→ SELECTED PASSAGE
_ _ _ _ _

When I sent my “Convinced, but not Concerned” post to Don Fowler—the British Columbia forester at its center–he wrote right back, kicking off a remarkable dialogue.
Says he’s heartened to get my response. Glad to hear from others who are concerned. Claims he’s not an eloquent writer…and then—POW—writes this:
I am not an entomologist, climate scientist or even a forester, just an average guy who has made his living and recreated a lifetime in BC forests. I come at the climate change/MPB infestation from a different point of view than most.
In my “defense” I do hang with the bark beetle (bb) crowd and have known just about every good bb entomologist in the west. All very caring folks with their hands tightly bound by the bureaucracy they work for. Mostly I talk to landowners and teach Integrated Pest Management. I travel extensively and speak often on the topic(s).
I was there at the start of the previous BC bark beetle infestation the 80s (the warning) and there for the start of the mother of all bb infestations in 1999.
By 2002 what had happened to BC was unbelievable–I still have trouble finding words for it. Absurd amounts of beetles.
This is the biggest environmental event of my generation.

_ _ _ _ _

→ DATA ENTRIES

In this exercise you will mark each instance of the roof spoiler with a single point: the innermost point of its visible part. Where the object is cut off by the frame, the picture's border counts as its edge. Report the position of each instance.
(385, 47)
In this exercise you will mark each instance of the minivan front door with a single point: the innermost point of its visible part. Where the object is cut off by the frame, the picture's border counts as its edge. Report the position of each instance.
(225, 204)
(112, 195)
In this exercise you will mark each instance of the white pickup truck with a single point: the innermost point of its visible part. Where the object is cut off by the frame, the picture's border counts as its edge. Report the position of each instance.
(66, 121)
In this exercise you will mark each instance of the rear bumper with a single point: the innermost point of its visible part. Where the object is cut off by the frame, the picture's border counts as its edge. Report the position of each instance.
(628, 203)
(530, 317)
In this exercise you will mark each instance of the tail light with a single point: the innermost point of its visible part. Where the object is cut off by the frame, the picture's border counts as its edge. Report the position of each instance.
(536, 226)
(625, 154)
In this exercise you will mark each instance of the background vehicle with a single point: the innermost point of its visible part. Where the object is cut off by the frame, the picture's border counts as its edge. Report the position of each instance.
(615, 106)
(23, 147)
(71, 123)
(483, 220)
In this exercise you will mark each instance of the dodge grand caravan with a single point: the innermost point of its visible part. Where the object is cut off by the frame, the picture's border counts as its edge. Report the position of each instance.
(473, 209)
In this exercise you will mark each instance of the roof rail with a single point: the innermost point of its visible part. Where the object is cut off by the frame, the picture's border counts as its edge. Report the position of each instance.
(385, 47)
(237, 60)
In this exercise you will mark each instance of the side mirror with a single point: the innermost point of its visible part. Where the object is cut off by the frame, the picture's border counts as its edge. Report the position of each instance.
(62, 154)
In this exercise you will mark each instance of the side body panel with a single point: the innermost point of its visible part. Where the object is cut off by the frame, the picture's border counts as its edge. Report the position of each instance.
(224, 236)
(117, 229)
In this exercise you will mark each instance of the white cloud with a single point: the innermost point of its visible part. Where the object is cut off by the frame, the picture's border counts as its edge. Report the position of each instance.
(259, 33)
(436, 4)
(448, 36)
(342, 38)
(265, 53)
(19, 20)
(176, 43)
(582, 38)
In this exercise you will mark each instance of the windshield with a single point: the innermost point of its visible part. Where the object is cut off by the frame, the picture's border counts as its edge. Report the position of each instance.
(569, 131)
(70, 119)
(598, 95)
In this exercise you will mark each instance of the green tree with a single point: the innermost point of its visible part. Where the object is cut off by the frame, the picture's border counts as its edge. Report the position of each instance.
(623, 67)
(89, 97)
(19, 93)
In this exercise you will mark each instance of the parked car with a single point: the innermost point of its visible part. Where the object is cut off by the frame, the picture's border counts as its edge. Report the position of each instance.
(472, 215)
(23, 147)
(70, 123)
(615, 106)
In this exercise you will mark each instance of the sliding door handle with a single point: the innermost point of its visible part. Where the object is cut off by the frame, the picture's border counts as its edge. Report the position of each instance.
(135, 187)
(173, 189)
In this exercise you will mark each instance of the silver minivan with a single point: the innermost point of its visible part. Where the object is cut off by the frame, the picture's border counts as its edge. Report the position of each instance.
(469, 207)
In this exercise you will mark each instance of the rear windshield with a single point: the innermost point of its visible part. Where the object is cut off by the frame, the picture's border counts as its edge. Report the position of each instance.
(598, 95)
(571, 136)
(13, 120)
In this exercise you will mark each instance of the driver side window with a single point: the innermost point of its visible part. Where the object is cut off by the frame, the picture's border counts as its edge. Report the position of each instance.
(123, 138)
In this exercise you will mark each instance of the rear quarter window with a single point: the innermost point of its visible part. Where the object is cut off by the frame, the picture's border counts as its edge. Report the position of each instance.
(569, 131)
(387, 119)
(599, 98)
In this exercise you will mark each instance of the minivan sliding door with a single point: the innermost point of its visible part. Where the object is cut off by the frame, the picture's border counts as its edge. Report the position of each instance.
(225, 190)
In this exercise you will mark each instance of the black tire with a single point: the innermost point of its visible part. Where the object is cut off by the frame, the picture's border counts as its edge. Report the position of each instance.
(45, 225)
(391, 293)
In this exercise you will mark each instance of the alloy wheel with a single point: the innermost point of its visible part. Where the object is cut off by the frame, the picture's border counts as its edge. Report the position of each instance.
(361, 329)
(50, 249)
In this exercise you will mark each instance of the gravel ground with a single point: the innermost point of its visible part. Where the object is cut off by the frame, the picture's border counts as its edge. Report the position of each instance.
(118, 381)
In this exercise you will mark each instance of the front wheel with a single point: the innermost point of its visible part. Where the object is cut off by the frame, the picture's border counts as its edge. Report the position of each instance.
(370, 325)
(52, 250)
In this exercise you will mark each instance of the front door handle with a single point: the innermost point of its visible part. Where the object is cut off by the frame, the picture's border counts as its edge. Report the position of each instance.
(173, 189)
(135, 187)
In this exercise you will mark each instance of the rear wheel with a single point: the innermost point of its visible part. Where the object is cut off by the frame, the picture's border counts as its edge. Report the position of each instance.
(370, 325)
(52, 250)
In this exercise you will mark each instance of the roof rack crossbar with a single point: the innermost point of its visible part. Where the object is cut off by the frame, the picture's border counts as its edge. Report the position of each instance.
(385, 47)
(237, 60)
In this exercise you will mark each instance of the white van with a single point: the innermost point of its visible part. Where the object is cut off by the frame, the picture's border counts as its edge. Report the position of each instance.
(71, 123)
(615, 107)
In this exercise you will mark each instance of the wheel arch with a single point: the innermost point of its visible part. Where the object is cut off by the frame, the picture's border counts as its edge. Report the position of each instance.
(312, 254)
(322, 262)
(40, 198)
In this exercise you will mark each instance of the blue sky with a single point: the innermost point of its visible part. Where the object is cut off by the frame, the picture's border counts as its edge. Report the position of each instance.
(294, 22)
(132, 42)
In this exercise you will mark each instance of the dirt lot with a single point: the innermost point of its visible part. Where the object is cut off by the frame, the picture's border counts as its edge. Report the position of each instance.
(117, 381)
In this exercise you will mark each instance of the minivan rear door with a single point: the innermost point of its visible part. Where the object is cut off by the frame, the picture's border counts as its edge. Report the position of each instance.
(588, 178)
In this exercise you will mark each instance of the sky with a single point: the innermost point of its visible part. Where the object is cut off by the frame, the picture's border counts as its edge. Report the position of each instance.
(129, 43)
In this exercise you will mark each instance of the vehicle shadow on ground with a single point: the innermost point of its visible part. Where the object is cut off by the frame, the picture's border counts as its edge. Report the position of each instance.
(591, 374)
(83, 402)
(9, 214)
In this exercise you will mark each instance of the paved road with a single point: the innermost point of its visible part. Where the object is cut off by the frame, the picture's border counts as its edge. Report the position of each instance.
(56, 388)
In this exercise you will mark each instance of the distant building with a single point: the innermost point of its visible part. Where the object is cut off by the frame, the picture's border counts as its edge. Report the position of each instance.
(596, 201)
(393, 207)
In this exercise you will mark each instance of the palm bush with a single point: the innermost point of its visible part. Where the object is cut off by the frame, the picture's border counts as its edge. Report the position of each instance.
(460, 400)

_ _ _ _ _

→ TASKS TO COMPLETE
#1 Duplicate the bark beetle passage, starting at "Says he’s heartened" and ending at "on the topic(s).".
#2 In the bark beetle passage:
(a) What subject does Don Fowler say he teaches?
(b) In what year did the "mother of all bb infestations" start?
(c) What does he call the biggest environmental event of his generation?

→ CORRECT ANSWERS
#1
Says he’s heartened to get my response. Glad to hear from others who are concerned. Claims he’s not an eloquent writer…and then—POW—writes this:
I am not an entomologist, climate scientist or even a forester, just an average guy who has made his living and recreated a lifetime in BC forests. I come at the climate change/MPB infestation from a different point of view than most.
In my “defense” I do hang with the bark beetle (bb) crowd and have known just about every good bb entomologist in the west. All very caring folks with their hands tightly bound by the bureaucracy they work for. Mostly I talk to landowners and teach Integrated Pest Management. I travel extensively and speak often on the topic(s).

#2
(a) Integrated Pest Management
(b) 1999
(c) The bark beetle infestation in BC